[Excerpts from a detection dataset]
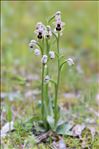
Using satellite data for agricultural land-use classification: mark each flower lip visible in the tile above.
[34,49,41,56]
[67,58,74,66]
[41,55,48,64]
[55,11,61,15]
[44,75,50,83]
[29,42,34,49]
[49,51,55,59]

* **Work to complete**
Rewrite the data above with "flower lip" replaced by "labellum" and nothing else altered. Leave the pictures out of your answer.

* **Solution to this task**
Using satellite data for agricultural land-use classification: mark each labellum visible in the tile above.
[34,49,41,56]
[67,58,74,66]
[41,55,48,64]
[55,11,61,15]
[44,75,50,83]
[29,42,34,49]
[49,51,55,59]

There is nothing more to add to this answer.